INSTRUCTIONS FOR THE TASK -> Pull out each line in the records below that contains the word "orange". Match case exactly.

STORED ROWS ->
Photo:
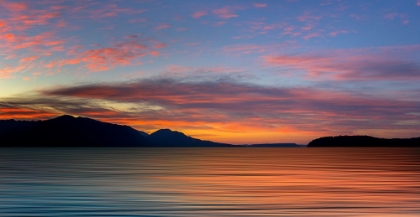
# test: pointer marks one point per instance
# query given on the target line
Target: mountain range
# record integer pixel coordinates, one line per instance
(69, 131)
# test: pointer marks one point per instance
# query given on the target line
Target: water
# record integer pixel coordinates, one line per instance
(210, 182)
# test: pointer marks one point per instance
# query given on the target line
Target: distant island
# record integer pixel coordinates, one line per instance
(363, 141)
(69, 131)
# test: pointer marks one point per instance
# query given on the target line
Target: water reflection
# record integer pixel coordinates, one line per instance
(210, 182)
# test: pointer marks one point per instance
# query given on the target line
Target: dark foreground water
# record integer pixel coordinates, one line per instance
(210, 182)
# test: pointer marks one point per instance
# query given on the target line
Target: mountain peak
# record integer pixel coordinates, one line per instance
(167, 132)
(64, 117)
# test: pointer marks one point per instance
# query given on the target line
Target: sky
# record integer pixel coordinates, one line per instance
(232, 71)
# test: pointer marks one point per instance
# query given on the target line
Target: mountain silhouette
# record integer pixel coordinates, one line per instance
(68, 131)
(169, 138)
(363, 141)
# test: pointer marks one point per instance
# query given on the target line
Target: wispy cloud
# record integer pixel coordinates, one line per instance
(260, 5)
(199, 14)
(353, 65)
(226, 12)
(163, 26)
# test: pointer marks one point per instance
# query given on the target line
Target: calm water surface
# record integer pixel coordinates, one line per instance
(210, 182)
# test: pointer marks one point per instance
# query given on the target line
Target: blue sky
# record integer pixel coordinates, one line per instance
(229, 71)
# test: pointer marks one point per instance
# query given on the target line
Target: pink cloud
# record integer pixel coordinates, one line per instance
(14, 6)
(259, 5)
(105, 58)
(225, 12)
(371, 64)
(312, 35)
(29, 59)
(391, 16)
(308, 18)
(8, 71)
(199, 14)
(335, 33)
(163, 26)
(249, 106)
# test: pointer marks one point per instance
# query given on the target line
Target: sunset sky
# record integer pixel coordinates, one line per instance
(233, 71)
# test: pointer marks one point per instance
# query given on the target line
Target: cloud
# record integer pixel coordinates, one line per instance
(223, 107)
(199, 14)
(14, 6)
(163, 26)
(29, 59)
(226, 12)
(105, 58)
(373, 64)
(259, 5)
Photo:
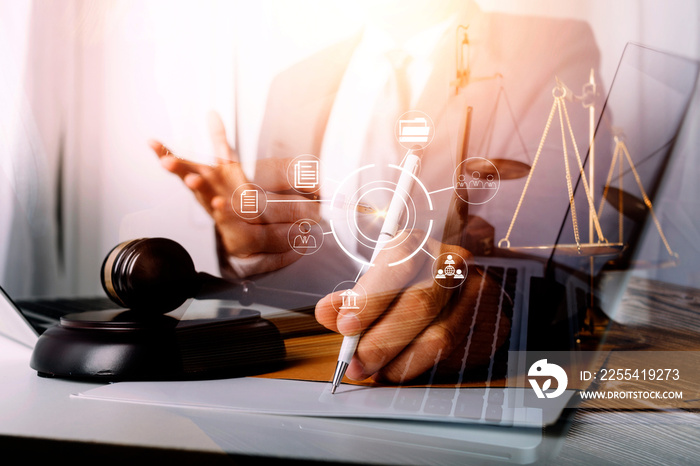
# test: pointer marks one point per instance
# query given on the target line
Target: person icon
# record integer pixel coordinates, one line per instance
(490, 183)
(304, 240)
(461, 182)
(476, 181)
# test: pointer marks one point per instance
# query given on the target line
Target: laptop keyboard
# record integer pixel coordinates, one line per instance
(489, 402)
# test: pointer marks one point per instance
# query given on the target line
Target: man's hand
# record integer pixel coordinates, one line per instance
(409, 322)
(256, 245)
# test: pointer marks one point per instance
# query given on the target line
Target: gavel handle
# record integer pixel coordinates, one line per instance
(247, 293)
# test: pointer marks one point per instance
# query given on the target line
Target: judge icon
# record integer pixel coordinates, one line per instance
(304, 240)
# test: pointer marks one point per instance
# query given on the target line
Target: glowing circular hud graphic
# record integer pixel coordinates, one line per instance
(352, 228)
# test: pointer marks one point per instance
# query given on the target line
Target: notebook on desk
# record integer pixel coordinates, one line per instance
(651, 126)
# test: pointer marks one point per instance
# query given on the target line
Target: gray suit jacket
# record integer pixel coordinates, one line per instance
(527, 52)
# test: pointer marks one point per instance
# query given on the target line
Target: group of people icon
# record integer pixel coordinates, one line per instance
(476, 182)
(449, 270)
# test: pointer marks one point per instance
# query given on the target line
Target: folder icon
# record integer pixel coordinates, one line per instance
(415, 130)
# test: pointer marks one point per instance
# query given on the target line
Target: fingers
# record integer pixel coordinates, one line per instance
(377, 289)
(406, 328)
(444, 336)
(262, 263)
(222, 150)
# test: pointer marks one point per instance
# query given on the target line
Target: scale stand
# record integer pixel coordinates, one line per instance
(620, 154)
(590, 249)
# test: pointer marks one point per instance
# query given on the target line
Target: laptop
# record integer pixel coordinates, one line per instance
(646, 104)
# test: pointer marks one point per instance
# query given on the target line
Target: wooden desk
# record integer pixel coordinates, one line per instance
(654, 317)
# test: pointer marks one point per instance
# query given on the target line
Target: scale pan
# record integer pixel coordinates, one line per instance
(507, 169)
(583, 250)
(632, 206)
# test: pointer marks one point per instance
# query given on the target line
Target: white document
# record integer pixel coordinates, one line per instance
(301, 398)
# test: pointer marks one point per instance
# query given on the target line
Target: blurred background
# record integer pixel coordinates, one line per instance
(84, 84)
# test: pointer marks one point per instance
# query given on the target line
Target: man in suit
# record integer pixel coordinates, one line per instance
(328, 106)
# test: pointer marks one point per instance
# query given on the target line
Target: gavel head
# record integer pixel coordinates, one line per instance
(151, 275)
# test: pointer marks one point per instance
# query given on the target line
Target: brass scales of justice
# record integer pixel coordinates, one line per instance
(625, 203)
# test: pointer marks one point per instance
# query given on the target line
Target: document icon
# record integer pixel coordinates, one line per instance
(415, 130)
(306, 174)
(249, 201)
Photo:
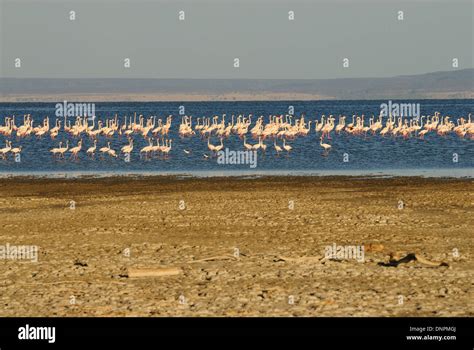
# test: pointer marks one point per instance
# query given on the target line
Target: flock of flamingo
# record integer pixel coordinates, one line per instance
(279, 129)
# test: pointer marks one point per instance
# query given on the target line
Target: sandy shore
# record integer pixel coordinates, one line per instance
(280, 226)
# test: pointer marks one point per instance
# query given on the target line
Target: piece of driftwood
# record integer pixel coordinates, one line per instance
(395, 260)
(153, 272)
(213, 258)
(302, 259)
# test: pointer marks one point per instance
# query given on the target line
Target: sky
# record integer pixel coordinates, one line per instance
(215, 33)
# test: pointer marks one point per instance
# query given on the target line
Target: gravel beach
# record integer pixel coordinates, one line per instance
(237, 246)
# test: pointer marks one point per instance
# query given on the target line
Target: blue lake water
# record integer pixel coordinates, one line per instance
(366, 155)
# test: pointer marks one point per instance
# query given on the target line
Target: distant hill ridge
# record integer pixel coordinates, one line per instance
(451, 84)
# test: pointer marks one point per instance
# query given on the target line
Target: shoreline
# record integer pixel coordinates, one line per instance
(460, 173)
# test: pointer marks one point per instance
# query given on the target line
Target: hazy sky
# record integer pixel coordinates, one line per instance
(213, 33)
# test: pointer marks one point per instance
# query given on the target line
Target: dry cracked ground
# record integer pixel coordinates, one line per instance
(243, 247)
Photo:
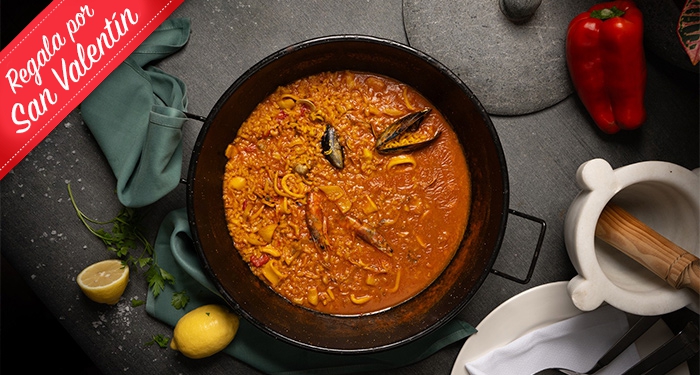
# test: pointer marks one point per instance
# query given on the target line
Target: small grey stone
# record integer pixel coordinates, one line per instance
(519, 10)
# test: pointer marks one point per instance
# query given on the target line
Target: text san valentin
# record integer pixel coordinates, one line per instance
(71, 70)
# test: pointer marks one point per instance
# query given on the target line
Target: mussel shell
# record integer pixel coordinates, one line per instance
(331, 147)
(409, 123)
(386, 149)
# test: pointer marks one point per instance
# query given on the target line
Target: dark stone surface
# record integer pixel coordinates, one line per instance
(513, 68)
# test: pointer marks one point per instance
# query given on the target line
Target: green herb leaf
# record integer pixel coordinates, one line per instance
(689, 30)
(124, 239)
(159, 339)
(180, 300)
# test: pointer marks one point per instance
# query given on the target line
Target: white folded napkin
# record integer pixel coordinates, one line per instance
(575, 343)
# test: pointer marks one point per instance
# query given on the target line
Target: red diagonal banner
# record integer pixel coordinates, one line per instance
(59, 58)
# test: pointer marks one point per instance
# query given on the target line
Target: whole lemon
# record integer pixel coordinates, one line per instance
(204, 331)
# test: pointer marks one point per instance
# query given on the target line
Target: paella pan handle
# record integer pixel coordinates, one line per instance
(536, 254)
(193, 117)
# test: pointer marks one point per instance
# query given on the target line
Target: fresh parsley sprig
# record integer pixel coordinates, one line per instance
(124, 238)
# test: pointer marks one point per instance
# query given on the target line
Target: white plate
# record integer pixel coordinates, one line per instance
(533, 309)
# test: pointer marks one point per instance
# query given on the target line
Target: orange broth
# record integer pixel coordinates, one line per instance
(416, 202)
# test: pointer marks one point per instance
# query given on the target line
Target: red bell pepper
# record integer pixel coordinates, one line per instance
(605, 57)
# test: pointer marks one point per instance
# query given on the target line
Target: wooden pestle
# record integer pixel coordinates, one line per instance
(667, 260)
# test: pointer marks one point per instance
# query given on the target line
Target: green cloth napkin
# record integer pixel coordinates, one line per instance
(136, 115)
(175, 253)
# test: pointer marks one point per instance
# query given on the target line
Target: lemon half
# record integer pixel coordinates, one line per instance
(104, 281)
(204, 331)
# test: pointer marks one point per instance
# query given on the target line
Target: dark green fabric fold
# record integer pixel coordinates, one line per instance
(136, 115)
(175, 253)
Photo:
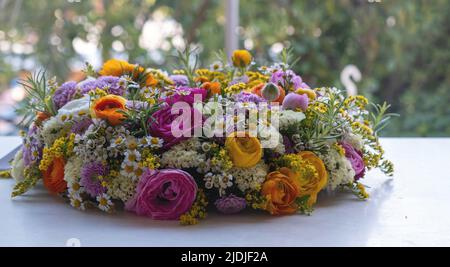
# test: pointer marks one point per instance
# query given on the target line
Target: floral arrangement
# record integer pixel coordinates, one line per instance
(158, 143)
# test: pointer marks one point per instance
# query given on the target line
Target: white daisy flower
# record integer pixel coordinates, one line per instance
(132, 156)
(128, 169)
(75, 188)
(104, 202)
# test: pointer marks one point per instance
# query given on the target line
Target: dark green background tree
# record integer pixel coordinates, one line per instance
(401, 47)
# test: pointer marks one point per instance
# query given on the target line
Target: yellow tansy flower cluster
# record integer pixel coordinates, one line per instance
(197, 211)
(149, 160)
(235, 88)
(62, 147)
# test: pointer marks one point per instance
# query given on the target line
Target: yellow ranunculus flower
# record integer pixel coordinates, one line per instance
(244, 152)
(116, 67)
(108, 108)
(241, 58)
(311, 184)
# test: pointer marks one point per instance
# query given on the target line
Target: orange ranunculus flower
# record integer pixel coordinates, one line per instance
(241, 58)
(212, 87)
(54, 176)
(312, 184)
(115, 67)
(108, 107)
(257, 91)
(281, 189)
(150, 80)
(245, 151)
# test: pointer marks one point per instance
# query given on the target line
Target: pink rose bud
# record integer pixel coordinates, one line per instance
(294, 101)
(270, 92)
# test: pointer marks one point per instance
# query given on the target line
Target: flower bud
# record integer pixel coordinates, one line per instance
(294, 101)
(270, 92)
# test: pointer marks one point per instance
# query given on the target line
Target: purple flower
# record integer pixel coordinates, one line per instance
(81, 126)
(87, 86)
(289, 146)
(163, 195)
(110, 84)
(288, 79)
(187, 94)
(32, 148)
(179, 80)
(136, 105)
(240, 79)
(248, 97)
(163, 125)
(355, 158)
(230, 204)
(90, 178)
(64, 94)
(293, 101)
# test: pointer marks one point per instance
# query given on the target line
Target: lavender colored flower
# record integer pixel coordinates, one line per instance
(288, 79)
(240, 79)
(356, 159)
(109, 83)
(89, 178)
(112, 84)
(288, 145)
(64, 94)
(179, 80)
(230, 204)
(81, 126)
(293, 101)
(31, 149)
(248, 97)
(136, 105)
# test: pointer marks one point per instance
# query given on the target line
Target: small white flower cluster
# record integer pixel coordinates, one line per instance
(341, 171)
(221, 181)
(72, 169)
(271, 138)
(250, 178)
(75, 191)
(52, 129)
(122, 188)
(91, 146)
(74, 111)
(184, 155)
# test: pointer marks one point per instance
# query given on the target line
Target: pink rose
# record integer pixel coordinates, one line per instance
(355, 158)
(163, 194)
(187, 94)
(183, 126)
(176, 126)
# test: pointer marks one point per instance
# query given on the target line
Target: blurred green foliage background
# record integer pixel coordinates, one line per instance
(401, 47)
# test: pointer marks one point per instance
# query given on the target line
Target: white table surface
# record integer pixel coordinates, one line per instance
(412, 209)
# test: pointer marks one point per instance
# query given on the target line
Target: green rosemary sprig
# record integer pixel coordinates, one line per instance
(37, 99)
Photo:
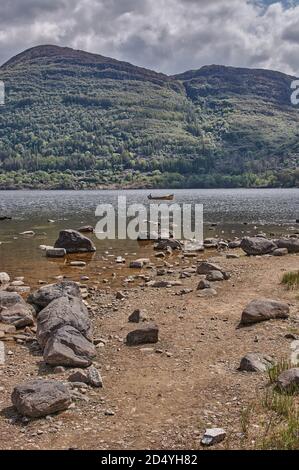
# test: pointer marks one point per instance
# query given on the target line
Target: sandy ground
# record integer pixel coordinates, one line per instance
(163, 396)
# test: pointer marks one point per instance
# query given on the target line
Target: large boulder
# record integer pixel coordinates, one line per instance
(14, 310)
(60, 312)
(68, 347)
(74, 242)
(264, 309)
(143, 335)
(291, 244)
(46, 294)
(254, 246)
(39, 398)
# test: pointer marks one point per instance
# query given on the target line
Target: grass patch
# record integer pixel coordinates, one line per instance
(291, 279)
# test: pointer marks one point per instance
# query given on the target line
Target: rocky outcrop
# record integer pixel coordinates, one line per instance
(61, 312)
(39, 398)
(254, 246)
(74, 242)
(46, 294)
(14, 310)
(264, 309)
(68, 347)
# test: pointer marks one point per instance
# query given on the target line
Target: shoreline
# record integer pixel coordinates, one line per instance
(165, 395)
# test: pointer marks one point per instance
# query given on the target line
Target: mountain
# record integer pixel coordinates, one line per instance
(78, 120)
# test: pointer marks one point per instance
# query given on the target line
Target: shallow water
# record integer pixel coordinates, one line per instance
(267, 210)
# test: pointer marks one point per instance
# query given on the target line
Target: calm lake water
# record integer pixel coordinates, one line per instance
(267, 210)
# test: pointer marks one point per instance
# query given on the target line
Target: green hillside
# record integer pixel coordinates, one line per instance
(79, 120)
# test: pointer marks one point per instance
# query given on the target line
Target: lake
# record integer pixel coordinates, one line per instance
(237, 212)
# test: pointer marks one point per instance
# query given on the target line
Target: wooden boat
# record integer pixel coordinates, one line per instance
(166, 197)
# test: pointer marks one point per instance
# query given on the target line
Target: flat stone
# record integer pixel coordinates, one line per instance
(254, 246)
(214, 276)
(89, 376)
(143, 335)
(255, 362)
(137, 316)
(213, 436)
(39, 398)
(264, 309)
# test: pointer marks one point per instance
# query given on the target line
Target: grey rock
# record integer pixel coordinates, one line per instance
(214, 276)
(137, 316)
(257, 246)
(163, 283)
(89, 376)
(19, 315)
(255, 362)
(61, 312)
(213, 436)
(203, 284)
(86, 229)
(288, 381)
(55, 252)
(234, 244)
(39, 398)
(291, 244)
(163, 245)
(68, 347)
(143, 335)
(205, 268)
(280, 252)
(74, 242)
(264, 309)
(46, 294)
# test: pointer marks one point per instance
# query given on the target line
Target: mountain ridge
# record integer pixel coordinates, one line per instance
(77, 119)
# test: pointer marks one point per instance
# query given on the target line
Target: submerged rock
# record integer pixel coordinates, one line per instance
(39, 398)
(264, 309)
(74, 242)
(46, 294)
(257, 246)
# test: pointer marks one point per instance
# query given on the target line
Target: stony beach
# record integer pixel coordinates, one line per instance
(177, 357)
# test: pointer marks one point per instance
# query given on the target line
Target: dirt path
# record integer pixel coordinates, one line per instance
(163, 395)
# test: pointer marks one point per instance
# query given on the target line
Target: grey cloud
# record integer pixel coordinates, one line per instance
(170, 36)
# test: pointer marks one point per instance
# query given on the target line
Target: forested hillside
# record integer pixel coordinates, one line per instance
(79, 120)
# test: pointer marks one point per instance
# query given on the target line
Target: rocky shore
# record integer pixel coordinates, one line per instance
(178, 357)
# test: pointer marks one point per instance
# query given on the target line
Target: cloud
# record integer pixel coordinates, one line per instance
(170, 36)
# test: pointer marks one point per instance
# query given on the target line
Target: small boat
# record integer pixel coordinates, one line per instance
(166, 197)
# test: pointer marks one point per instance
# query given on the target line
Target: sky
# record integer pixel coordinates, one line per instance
(169, 36)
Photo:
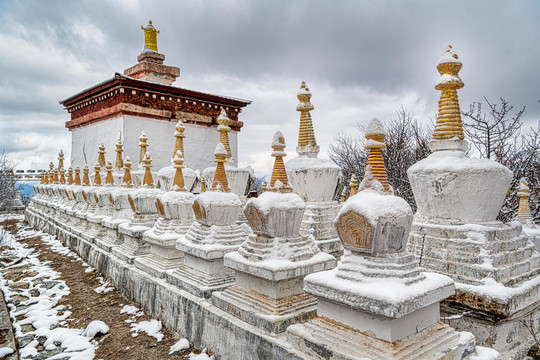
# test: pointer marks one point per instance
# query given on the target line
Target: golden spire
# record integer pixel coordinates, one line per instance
(86, 176)
(220, 177)
(178, 182)
(70, 176)
(279, 181)
(109, 180)
(97, 175)
(143, 144)
(179, 135)
(60, 160)
(62, 178)
(127, 181)
(148, 181)
(77, 176)
(449, 125)
(375, 135)
(353, 185)
(307, 144)
(223, 129)
(524, 211)
(119, 151)
(101, 155)
(150, 36)
(203, 185)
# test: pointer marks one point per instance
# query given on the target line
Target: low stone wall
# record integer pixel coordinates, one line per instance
(195, 318)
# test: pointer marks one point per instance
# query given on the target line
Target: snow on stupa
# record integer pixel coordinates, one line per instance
(377, 303)
(271, 264)
(315, 180)
(456, 231)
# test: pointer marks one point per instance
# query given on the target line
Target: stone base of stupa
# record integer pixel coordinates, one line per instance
(323, 338)
(318, 221)
(201, 277)
(496, 270)
(163, 254)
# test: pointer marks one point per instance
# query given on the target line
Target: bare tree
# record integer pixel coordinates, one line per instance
(407, 142)
(497, 136)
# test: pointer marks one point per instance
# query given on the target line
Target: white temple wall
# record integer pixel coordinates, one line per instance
(199, 143)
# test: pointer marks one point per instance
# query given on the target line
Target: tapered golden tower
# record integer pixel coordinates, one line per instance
(179, 135)
(307, 144)
(101, 155)
(375, 135)
(148, 181)
(448, 133)
(109, 179)
(279, 181)
(119, 164)
(143, 144)
(86, 176)
(220, 182)
(97, 175)
(127, 181)
(524, 211)
(178, 182)
(224, 129)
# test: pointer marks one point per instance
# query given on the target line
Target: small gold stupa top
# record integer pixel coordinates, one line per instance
(375, 135)
(220, 182)
(127, 181)
(109, 179)
(224, 129)
(307, 144)
(97, 175)
(119, 151)
(143, 144)
(101, 155)
(178, 182)
(449, 124)
(86, 176)
(148, 181)
(150, 36)
(179, 135)
(524, 211)
(279, 181)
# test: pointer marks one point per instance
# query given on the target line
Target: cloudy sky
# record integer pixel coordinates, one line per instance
(360, 59)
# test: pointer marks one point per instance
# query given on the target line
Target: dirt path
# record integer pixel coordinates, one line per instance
(87, 305)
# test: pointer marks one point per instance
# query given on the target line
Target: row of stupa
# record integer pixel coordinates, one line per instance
(269, 272)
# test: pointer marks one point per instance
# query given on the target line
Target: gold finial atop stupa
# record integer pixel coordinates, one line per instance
(101, 155)
(353, 185)
(524, 211)
(127, 181)
(119, 165)
(449, 125)
(179, 135)
(77, 180)
(150, 36)
(143, 144)
(178, 182)
(279, 181)
(375, 135)
(62, 177)
(109, 179)
(307, 144)
(148, 181)
(86, 176)
(97, 175)
(224, 129)
(60, 160)
(220, 182)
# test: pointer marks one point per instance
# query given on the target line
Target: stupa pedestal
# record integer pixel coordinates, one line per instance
(315, 180)
(271, 264)
(455, 232)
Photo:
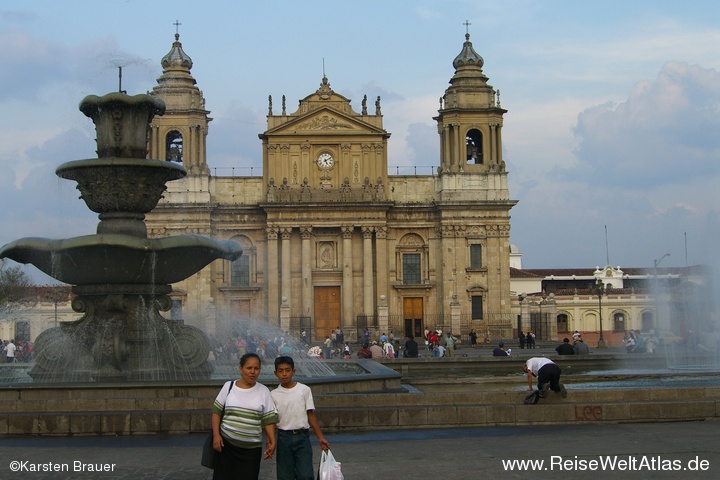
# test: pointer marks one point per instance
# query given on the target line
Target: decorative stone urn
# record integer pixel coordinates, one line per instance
(120, 277)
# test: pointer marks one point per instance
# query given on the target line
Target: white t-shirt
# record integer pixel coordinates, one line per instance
(292, 406)
(536, 363)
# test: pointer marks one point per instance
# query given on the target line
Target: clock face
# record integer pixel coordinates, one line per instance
(325, 160)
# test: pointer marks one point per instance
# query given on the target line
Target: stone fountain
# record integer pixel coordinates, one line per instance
(120, 277)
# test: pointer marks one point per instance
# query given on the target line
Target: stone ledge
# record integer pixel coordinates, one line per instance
(340, 413)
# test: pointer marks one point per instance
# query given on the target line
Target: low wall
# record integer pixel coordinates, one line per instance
(180, 410)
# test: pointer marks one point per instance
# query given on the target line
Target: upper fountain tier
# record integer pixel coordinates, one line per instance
(121, 185)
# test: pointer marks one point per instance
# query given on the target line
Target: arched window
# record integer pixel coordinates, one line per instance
(619, 322)
(22, 331)
(562, 322)
(173, 146)
(474, 146)
(412, 258)
(648, 321)
(242, 269)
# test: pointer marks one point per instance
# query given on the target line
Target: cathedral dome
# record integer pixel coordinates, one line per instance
(176, 57)
(468, 56)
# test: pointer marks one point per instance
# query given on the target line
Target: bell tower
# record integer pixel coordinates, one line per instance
(470, 123)
(179, 135)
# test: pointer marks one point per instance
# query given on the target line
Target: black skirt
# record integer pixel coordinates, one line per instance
(235, 463)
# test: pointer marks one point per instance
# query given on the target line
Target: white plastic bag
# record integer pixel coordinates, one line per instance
(329, 467)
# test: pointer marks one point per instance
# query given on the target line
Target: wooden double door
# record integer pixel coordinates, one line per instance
(413, 316)
(328, 311)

RESULT FOR THIS EXERCISE ->
Target: orange broth
Target: orange ranunculus flower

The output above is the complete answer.